#### Document passage
▼
He looked apologetic and said, "I sometimes have to pull out my own wallet to remember my name."
My heart actually broke in that moment, after that every time I went there I had to begin again with him. When I started talking to him, it would always be more than an hour.  A few weeks later I was talking to one of the orderly's and Irving moved up near me and asked me who I was. I said nobody and he said my smile looked familiar.

  After I finished my 20 hours I never went back there. I just never wanted to, it saddened me. Not because anyone was mistreated over there. Just the reality of the situation depressed me. I know that makes me sound petty and selfish but I felt like the end of life was hovering around me over there. I'm not the most cheerful person inside and there time stood still. I never went back there and in all honesty I don't want to go there.

Sunday, May 19, 2013

2 weeks of school - eh

I finished two research papers, now I need to finish two more and then I'll be free, kind of. I'm working on Anthropogy papers; Taoism and Religious (documentary).

 On Thursday, I went to my math teacher and told him that I worked really hard and I just forgot to put the slashes between my units. He looked my paper over and gave me a 90% 1/2. He said it looks like I know what I was doing and to be honest I did know what I was doing. So happy!
▲
#### Provided data
▼
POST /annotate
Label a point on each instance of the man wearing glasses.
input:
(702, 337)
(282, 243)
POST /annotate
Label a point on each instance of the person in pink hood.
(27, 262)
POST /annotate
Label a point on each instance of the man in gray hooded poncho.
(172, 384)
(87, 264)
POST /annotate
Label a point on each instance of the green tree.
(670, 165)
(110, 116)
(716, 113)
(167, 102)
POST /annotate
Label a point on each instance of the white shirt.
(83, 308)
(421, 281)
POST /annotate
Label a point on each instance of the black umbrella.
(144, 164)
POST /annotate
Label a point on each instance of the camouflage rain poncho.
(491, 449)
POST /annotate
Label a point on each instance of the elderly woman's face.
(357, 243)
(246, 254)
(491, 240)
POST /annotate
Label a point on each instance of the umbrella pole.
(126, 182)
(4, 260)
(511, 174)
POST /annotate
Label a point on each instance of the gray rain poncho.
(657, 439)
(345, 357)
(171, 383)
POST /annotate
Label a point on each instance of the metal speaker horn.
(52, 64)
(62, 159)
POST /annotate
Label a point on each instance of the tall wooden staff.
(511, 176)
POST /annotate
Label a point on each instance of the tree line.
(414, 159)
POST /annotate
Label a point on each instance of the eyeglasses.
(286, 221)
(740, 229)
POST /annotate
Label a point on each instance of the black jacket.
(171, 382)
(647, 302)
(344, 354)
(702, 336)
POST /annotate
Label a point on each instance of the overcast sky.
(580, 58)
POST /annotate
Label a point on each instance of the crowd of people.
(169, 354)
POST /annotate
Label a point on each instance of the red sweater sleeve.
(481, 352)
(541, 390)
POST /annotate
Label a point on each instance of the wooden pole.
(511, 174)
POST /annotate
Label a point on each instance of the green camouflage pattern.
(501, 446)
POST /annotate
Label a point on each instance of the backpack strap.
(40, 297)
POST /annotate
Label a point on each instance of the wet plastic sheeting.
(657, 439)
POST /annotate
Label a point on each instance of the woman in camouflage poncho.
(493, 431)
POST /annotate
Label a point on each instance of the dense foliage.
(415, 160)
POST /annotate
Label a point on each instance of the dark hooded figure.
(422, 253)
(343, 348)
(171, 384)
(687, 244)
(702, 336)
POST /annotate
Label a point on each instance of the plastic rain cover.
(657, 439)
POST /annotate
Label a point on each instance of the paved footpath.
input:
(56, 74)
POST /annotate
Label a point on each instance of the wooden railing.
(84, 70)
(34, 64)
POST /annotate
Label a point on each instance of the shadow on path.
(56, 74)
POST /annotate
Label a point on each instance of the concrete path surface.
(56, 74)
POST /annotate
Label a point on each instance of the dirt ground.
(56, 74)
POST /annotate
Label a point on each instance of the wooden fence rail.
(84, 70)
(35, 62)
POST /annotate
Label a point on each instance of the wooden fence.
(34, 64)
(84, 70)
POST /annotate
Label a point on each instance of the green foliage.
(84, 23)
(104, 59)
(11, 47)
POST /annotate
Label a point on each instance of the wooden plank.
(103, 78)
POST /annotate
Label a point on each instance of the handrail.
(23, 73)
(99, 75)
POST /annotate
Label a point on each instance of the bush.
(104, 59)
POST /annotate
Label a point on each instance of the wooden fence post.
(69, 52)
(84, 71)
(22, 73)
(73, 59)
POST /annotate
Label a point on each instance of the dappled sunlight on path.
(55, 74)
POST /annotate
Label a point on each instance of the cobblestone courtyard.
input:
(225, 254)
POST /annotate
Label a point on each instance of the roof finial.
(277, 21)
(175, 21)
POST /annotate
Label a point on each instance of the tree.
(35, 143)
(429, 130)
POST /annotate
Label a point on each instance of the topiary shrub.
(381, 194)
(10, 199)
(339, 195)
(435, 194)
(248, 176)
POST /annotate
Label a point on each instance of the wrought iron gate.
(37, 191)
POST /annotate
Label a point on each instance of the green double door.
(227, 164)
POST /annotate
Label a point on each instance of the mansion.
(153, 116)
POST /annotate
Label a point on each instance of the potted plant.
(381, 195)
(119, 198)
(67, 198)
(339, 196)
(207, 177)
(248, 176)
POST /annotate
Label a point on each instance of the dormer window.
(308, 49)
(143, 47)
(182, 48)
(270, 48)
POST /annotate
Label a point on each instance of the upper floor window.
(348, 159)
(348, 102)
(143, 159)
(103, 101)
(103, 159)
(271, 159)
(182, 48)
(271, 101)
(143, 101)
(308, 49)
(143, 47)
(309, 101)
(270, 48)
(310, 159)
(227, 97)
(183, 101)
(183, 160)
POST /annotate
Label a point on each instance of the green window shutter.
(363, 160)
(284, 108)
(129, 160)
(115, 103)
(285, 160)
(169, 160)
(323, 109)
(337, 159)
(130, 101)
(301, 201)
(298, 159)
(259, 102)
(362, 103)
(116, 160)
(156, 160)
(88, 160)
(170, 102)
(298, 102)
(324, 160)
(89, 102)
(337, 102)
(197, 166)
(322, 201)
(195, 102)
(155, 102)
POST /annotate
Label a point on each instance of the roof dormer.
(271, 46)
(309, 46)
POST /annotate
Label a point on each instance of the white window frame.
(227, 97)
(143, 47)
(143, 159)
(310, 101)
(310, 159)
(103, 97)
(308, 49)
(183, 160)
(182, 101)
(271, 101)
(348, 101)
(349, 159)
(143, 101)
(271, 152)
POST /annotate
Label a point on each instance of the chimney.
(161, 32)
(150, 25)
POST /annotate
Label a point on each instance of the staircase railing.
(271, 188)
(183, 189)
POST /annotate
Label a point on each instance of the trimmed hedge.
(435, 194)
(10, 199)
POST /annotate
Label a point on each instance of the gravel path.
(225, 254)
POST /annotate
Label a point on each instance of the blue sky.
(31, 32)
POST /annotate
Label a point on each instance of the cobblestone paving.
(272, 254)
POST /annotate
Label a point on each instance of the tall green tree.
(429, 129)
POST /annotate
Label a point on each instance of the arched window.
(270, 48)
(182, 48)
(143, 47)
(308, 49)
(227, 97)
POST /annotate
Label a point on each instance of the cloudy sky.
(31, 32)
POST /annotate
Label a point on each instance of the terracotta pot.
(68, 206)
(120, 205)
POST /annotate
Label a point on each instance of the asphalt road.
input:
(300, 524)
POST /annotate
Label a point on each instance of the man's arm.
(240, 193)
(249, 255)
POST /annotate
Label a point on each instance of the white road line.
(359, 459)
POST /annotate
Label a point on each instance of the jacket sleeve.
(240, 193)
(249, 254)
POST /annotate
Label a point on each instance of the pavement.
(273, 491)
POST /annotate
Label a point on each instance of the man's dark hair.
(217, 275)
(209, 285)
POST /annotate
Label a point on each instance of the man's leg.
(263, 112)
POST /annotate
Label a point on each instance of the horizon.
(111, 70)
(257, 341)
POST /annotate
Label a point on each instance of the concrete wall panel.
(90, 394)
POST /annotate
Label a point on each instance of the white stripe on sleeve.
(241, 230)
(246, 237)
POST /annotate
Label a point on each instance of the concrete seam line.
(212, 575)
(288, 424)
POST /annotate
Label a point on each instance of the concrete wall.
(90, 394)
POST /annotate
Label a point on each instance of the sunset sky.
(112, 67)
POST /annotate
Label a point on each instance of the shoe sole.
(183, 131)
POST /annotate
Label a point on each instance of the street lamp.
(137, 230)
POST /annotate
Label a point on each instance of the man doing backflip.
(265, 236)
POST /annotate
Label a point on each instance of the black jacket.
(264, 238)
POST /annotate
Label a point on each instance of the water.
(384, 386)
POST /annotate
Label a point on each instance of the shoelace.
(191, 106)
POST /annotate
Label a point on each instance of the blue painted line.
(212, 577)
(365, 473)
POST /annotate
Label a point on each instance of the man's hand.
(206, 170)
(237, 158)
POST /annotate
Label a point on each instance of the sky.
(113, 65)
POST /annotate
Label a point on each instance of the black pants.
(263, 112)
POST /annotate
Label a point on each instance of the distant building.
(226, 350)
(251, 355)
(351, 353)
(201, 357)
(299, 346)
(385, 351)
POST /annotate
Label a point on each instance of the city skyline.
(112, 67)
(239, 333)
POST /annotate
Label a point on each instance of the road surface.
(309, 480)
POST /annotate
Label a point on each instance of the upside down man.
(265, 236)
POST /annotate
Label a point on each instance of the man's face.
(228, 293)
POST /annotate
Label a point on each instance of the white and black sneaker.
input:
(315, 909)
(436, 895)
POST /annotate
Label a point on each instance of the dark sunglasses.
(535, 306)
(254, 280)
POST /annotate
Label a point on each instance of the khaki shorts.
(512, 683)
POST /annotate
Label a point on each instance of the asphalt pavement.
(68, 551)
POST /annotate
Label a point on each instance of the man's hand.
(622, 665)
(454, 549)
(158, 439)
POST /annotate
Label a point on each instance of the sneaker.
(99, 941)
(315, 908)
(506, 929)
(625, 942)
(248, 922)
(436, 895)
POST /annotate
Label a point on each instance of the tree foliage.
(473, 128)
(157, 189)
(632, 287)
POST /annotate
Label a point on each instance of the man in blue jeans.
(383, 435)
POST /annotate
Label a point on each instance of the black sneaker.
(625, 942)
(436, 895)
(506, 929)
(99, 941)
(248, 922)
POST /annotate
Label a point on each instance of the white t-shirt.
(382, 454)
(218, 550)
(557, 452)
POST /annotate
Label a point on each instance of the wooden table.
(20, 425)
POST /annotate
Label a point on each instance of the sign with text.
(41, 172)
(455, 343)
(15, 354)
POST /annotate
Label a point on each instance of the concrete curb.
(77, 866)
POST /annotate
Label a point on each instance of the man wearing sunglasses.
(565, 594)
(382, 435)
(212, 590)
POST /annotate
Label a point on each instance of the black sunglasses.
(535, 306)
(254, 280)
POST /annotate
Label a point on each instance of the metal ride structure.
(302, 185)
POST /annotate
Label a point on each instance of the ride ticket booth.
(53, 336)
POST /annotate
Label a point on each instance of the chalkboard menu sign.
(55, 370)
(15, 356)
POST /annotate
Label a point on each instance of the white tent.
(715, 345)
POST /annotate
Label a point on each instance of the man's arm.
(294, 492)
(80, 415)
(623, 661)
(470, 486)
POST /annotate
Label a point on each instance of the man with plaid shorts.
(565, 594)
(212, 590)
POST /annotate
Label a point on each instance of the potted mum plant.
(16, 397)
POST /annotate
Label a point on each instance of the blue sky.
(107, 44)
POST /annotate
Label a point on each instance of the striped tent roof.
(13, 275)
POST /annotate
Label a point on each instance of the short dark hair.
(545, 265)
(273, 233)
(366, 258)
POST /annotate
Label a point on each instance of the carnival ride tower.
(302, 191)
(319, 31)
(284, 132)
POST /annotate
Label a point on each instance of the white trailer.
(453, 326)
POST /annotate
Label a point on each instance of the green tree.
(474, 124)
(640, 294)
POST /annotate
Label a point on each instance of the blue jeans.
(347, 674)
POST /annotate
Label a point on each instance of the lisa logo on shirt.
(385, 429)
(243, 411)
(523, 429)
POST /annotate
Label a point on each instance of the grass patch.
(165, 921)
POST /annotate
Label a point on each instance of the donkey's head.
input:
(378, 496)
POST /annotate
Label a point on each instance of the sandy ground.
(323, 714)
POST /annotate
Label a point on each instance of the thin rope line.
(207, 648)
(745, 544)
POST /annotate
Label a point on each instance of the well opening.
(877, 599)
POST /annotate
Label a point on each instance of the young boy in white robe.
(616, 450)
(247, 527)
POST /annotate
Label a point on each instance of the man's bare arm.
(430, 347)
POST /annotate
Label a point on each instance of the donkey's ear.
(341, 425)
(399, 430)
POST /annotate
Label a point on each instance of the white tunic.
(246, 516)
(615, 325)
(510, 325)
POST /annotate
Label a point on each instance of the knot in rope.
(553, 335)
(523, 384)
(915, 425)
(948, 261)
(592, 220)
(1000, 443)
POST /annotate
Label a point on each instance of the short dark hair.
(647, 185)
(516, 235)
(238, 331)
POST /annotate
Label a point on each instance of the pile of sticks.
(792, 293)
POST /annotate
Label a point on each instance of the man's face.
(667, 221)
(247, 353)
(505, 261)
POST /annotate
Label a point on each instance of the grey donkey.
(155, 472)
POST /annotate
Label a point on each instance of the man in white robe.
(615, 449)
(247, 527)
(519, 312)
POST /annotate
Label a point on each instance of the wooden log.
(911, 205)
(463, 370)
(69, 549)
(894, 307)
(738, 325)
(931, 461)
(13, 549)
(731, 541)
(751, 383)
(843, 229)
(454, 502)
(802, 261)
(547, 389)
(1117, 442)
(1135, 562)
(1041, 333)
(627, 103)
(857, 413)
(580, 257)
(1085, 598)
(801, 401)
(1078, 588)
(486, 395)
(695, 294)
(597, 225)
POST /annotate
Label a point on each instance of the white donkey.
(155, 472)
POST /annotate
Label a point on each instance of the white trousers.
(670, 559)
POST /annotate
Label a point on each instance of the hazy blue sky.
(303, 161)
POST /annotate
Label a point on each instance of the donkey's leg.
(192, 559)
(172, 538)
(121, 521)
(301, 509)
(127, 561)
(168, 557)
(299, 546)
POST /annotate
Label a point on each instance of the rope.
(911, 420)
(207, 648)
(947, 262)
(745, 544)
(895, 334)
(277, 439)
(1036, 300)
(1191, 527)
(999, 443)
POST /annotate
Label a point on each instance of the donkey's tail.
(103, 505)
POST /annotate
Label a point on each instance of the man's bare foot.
▲
Extend the personal blog text about Irving and schoolwork, beginning after its final sentence.

Friday, May 17, 2013

24!!! TWENTY FOUR!

OMIGOD! I'M TWENTY-FOUR! I'M 24!!! IT JUST HIT ME THIS MORNING I'M TWENTY FOUR!!! I'M SO OLD! 
SERIOUSLY, HOW DID I BECOME 24???!

Saturday, May 11, 2013

Taoism is a philosophy and???

  I'm working on my research paper for anthropology paper. Taoism is an eastern philosophy and....? Why can't I come with anything else?
Last night I wrote a 4 page paper on "networking components" for my computer science class. It was damn boring but I did an awesome job in record time. Today my mind is like  "hell no, no more papers!" I've read about seven books on Taoism:
David Smith's Chinese Religions From 100 BC to Present Day.
Isabelle Robinet' s Taoism: Growth of A Religion.

Just to name a few, I read Chinese fairy tales, history text books, anthropology research paper and other things I could get my hands on. Maybe I should let my brain relax and finish assignments I can finish. Apparently, the movie Kung fu Panda had roots of Taoism in it. 


  My bro found me these cartoons, he is confident this will help me understand the Taoism world better.  He's stalling me because he's bored. Plus, its for school so no guilt.